** start Entries supplied **

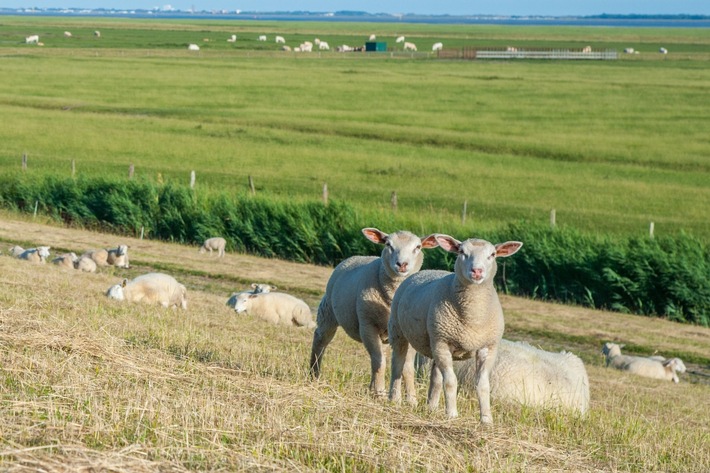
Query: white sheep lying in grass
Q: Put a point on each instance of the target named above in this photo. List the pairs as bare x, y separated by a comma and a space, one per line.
533, 377
217, 244
112, 257
36, 255
85, 264
650, 367
449, 316
256, 288
155, 288
66, 260
276, 308
358, 296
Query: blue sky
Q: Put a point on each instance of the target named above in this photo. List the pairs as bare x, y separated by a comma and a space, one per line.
451, 7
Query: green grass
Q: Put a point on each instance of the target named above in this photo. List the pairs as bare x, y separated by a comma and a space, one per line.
611, 146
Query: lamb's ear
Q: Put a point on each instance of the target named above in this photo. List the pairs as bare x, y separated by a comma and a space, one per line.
508, 248
375, 235
430, 241
447, 242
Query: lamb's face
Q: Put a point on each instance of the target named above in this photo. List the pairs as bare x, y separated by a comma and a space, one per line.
115, 292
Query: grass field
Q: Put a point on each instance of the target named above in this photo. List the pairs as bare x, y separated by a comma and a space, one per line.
91, 384
611, 146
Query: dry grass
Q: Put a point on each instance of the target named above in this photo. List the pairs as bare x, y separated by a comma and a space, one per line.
92, 385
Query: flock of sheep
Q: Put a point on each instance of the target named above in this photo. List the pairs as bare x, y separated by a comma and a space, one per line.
447, 323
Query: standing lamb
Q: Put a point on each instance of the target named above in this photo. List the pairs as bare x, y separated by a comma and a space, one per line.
358, 297
276, 308
651, 367
216, 243
449, 316
155, 288
36, 255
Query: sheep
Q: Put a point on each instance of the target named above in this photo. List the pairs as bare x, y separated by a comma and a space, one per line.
276, 308
651, 367
110, 257
36, 255
255, 289
85, 264
156, 288
66, 260
358, 296
215, 243
16, 251
533, 377
449, 316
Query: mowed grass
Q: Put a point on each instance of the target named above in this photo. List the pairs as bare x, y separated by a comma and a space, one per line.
88, 383
611, 146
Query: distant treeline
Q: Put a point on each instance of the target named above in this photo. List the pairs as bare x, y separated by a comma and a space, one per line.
665, 276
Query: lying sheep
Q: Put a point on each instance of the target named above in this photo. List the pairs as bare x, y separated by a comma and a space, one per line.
650, 367
66, 260
110, 257
85, 264
358, 296
216, 243
276, 308
36, 255
255, 289
156, 288
449, 316
533, 377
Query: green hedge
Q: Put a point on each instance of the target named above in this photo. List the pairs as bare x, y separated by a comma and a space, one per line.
668, 276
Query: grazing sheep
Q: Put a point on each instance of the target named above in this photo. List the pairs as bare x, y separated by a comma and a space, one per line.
36, 255
449, 316
255, 289
276, 308
85, 264
533, 377
155, 288
110, 257
651, 367
16, 251
358, 296
215, 243
66, 260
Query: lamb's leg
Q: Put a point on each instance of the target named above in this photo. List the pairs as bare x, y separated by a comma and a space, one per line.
322, 336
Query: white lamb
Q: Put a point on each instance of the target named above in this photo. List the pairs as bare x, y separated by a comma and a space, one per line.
533, 377
214, 244
650, 367
110, 257
449, 316
276, 308
36, 255
358, 297
66, 260
155, 288
256, 288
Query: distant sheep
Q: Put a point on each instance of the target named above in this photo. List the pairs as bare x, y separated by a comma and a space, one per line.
36, 255
276, 308
217, 244
358, 296
155, 288
650, 367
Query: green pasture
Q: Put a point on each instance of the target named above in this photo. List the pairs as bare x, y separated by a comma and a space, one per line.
611, 146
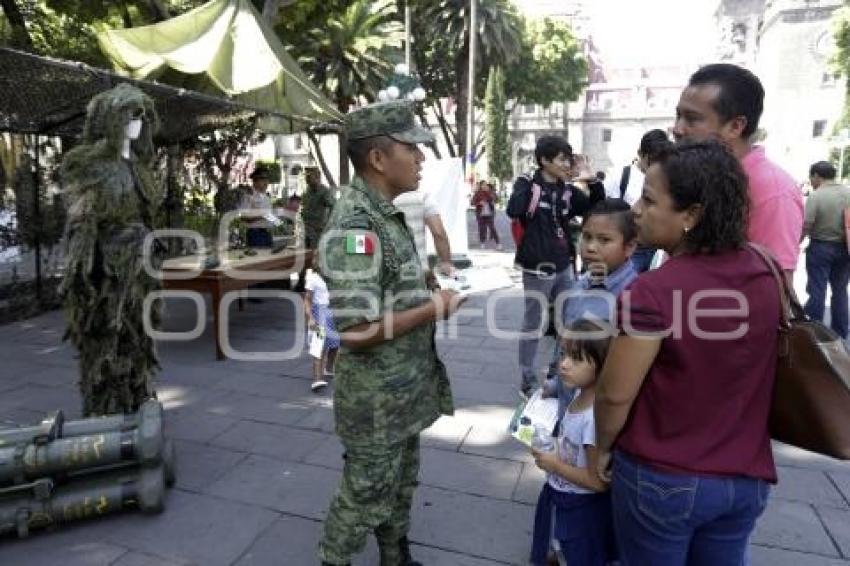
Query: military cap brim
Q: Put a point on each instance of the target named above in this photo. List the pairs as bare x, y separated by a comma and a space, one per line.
416, 134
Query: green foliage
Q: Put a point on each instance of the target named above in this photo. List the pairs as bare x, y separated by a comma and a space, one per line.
67, 29
496, 127
272, 166
351, 52
550, 67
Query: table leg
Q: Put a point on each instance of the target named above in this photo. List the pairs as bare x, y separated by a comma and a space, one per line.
216, 303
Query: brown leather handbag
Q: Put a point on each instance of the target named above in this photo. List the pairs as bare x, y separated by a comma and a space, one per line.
811, 398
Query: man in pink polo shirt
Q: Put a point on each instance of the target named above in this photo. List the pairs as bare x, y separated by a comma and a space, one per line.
725, 102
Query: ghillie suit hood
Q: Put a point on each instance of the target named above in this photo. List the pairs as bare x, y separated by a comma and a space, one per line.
112, 206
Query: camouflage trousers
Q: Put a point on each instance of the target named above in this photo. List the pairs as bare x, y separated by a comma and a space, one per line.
375, 494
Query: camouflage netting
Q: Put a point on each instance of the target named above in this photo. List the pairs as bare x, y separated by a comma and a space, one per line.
39, 95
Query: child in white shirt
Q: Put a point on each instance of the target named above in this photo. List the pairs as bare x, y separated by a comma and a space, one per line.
320, 326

** end Entries supplied **

Task requirements
Quote every record above exactly, leaving out the pictures.

Response to the task
Query: white sheep lying in grass
Q: Put a point on each instance of the target named above in this photo. List the pairs as bare x, y separated by a comma and a space, one per line.
533, 377
217, 244
112, 257
36, 255
85, 264
650, 367
449, 316
256, 288
155, 288
66, 260
276, 308
358, 296
Query: blue sky
Q: Put a point on each instance of the target named above in this photo. List the pairs as bare x, y separated by a comma and a space, one per line.
451, 7
Query: green grass
Q: Put a point on each instance of the target named above in this photo. List the pairs as bare x, y separated by a comma and a space, one per line.
611, 146
Query: lamb's ear
Q: Put a point on each instance of the target named above in this photo. List the pairs as bare x, y separated by a comma and a space, one per line.
508, 248
375, 235
430, 241
447, 242
Query: lamb's face
Q: Put a point on each instance of the target named above in this photo. List the pairs as bare x, y separated by a comma and a space, one per line.
115, 292
Query: grass field
Q: Put a point on each instance of the target named above in this photo. List the pairs as bare x, y separated by a comma and a space, one per line.
91, 384
611, 146
Query: dry grass
Q: Put a point on each instance of the target named above in this photo. List the pairs as bare x, y separated by a comma and a space, one per line.
92, 385
Query: flock of sheep
Q: Put a point on each instance of the target named above in this photo. List the pairs as bare x, y separated by a comma and a space, one per line.
447, 323
Query: standing lamb
Q: Put a point on each instance of the target named above in this photo. List the pairs as bare x, y separated by a comma and a space, one per line.
358, 297
276, 308
651, 367
216, 243
449, 316
155, 288
36, 255
Query: sheep
Q: Put a point on each instance of the target named above in this photo. List the pairs as bare x, y separated by a comma and a space, one per line.
276, 308
651, 367
110, 257
36, 255
255, 289
85, 264
156, 288
66, 260
358, 296
215, 243
16, 251
533, 377
449, 316
Query: mowed grass
Q: Put a point on each instance of the target named above in this photo. List the pairs as bare x, y separated by a comma and a space, one per line.
88, 383
611, 146
Query: distant treeline
Q: Put a point on each instance of the target named above in this photo. List the pairs as bare x, y separated by a comma and a space, one per line.
665, 276
Query: lying sheep
Q: Put a point on each instance of the target named above in this photo. List the pairs as bare x, y separated by a comma and a space, one per line.
650, 367
66, 260
110, 257
85, 264
358, 296
216, 243
276, 308
36, 255
255, 289
156, 288
449, 316
533, 377
Query: green hedge
Q: Put a point on each instance of the target named above in this photo. List the pairs as bare x, y separated by a comma and a space, one per line.
668, 276
Query: grazing sheep
Q: Put a point on each instance of the target named above in this photo. List the pairs as bare x, y separated by a comma and a space, one per line.
36, 255
449, 316
255, 289
276, 308
85, 264
533, 377
155, 288
110, 257
651, 367
16, 251
358, 296
215, 243
66, 260
Query: lamb's leg
Q: Put a point on each instance of the target named above in this photo. List the pairs as bare x, y separated by a comma and a space, one per line.
322, 336
Query: white lamb
Q: Put a point on each instance of the target named above in this photo. List the pairs as bare x, y separated by a comma and a space, one per line.
533, 377
214, 244
650, 367
110, 257
449, 316
276, 308
36, 255
358, 297
66, 260
155, 288
256, 288
Query: distant sheep
Q: Put a point on each instance of the target named above in this photo. List the pairs as bare x, y separated by a comma and a space, one per line.
36, 255
276, 308
217, 244
358, 296
155, 288
650, 367
Query: green pasture
Q: Put a point on each instance of the target named above in this photo. List the pairs as bare x, y separated by a comma and a space, one per line.
611, 146
Query: military cap brim
Q: Put a point on each instance of the target named above in this photo. List the pairs as bare x, y separated by a comma and a space, one per line.
416, 134
Query: green foliage
Q: Put a point on each instance of the target named above in this photo. List the pairs as bare x, y separated by a comma and a space, one per line.
67, 29
496, 127
272, 166
351, 52
550, 67
Query: table leg
Q: Put a point on each instance of the target named above in this photo. List the pairs as bare x, y separated by a comma and a space, one per line.
216, 303
Query: brown leather handbag
Q: Put a point on each instance of the target named above in this photo. List the pairs as bare x, y separated by a comma and a space, one per line.
811, 398
Query: man in pink polo shirt
Q: Put a point on each instance of the target named above in this photo. List the pairs as bare x, y separated by a comma and a space, one per line.
725, 102
Query: ghillie suit hood
Q: Put a point on each instance of the target named above in this photo. List the pairs as bare x, y separated by a comma and a space, one per line.
112, 206
Query: camouflage trousers
Q: Put a point on each instance of the target named above in this photo. List the pairs as bare x, y separated by a comma and a space, one per line.
375, 494
Query: camouflage netting
Q: Put a point on each instance of the target named above in this photo. List the pairs as bare x, y separated by a comma and a space, one per line.
39, 95
Query: child in white shirt
Q: Put a point on each instance of the target named above in this photo. List the pairs as bare x, y separated by a comma and a space, one per line.
320, 326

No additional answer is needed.